<<<<

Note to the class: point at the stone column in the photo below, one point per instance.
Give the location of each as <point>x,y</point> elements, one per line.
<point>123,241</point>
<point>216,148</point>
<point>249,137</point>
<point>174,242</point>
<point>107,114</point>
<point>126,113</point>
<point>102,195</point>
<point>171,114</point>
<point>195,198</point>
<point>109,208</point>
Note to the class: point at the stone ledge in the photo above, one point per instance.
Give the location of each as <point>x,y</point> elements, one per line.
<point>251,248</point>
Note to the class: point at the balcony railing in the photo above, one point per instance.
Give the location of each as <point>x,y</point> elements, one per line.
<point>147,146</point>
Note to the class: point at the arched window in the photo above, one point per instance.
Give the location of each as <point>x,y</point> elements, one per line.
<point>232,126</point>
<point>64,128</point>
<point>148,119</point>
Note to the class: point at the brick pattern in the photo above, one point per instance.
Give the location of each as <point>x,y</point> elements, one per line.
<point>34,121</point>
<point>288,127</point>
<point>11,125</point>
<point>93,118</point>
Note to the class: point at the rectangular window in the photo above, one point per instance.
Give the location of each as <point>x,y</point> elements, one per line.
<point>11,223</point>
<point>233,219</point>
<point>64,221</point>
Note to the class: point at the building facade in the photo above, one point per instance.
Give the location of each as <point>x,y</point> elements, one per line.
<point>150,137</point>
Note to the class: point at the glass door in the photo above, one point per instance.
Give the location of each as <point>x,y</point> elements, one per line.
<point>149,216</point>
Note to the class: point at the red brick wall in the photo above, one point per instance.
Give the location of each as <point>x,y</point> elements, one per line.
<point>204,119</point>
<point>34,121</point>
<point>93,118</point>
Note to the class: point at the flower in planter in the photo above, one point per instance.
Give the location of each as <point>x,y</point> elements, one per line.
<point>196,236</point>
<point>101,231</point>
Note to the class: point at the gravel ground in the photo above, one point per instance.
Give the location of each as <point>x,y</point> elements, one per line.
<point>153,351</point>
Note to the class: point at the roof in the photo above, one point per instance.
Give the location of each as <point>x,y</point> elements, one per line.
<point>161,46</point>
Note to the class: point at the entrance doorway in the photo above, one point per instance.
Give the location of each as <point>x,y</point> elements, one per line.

>>>>

PROBLEM REQUIREMENTS - Look through the entries and return every line where "above" appears.

OUTPUT FOR THIS EXERCISE -
Note to the class: point at the stone ledge in the photo above, one point per instance.
Note to the class: point at the balcony railing in the photo above, one point per instance.
Note to the class: point at the arched window in the photo above, one point per instance.
Note to the class: point at the brick pattern in the photo above, one point per instance.
Note to the class: point at the rectangular window in the photo above, one point per instance.
Note to the class: point at the building facade in the photo above, one point per instance.
Note to the class: point at the glass door in the photo above, one point per instance.
Note to the class: point at the red brick wall in the photo above, one point per instance.
Note to the class: point at the flower in planter in the photo above, one point per instance.
Note to the class: point at the gravel ground in the photo above, one point per instance.
Note to the class: point at the roof in the photo above, one point per instance.
Note to the class: point at the entrance doorway in the photo above, one point per instance.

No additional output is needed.